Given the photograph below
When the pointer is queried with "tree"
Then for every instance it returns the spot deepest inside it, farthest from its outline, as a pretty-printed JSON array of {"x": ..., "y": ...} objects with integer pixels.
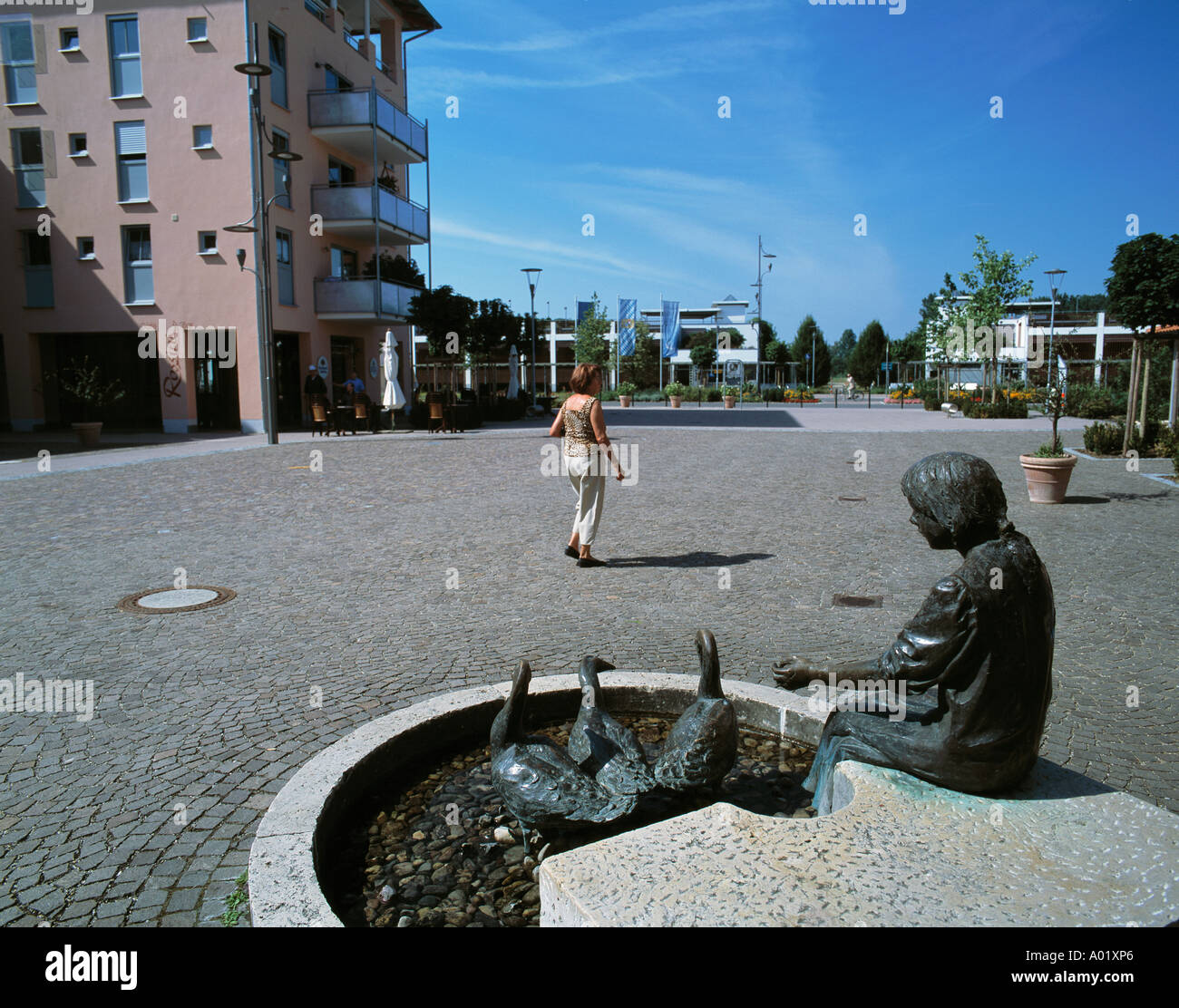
[
  {"x": 991, "y": 286},
  {"x": 395, "y": 269},
  {"x": 810, "y": 336},
  {"x": 869, "y": 354},
  {"x": 590, "y": 345},
  {"x": 1144, "y": 293},
  {"x": 495, "y": 328},
  {"x": 440, "y": 312},
  {"x": 765, "y": 335},
  {"x": 704, "y": 357},
  {"x": 841, "y": 354}
]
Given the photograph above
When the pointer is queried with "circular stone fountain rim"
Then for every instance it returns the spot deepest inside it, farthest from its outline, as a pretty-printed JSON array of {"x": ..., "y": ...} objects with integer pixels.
[{"x": 284, "y": 886}]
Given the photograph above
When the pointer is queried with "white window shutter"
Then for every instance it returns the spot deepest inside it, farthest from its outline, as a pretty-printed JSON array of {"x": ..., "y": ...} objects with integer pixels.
[{"x": 130, "y": 138}]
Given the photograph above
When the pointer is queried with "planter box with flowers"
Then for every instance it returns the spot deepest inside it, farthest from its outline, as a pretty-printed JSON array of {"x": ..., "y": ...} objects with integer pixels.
[
  {"x": 83, "y": 383},
  {"x": 1049, "y": 470}
]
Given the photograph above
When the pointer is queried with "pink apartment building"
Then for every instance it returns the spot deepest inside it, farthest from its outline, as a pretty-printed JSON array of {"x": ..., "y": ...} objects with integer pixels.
[{"x": 130, "y": 146}]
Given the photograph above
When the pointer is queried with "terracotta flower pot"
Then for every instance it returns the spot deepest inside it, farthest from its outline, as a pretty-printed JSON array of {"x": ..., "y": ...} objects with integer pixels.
[
  {"x": 87, "y": 432},
  {"x": 1047, "y": 478}
]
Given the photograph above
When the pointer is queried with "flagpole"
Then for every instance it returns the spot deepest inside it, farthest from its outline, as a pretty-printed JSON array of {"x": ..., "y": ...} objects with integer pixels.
[{"x": 660, "y": 341}]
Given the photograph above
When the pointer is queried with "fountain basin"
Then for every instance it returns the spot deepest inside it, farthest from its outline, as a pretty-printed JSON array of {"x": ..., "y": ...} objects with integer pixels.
[
  {"x": 307, "y": 817},
  {"x": 1059, "y": 850}
]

SHORT EXERCISE. From the rows above, copy every line that contains the word "queried".

EXPECTED ANSWER.
When the pointer is queried with "tree"
When the pointer is queried with "circular stone fountain rim"
When the pointer is queried with "white window shutter"
When the pointer is queried with "planter box with flowers"
When the pointer is queried with "pink apartment building"
When the pointer is queried with "terracotta flower pot"
When the pointer is queried with "flagpole"
When the pointer is queried with "fountain basin"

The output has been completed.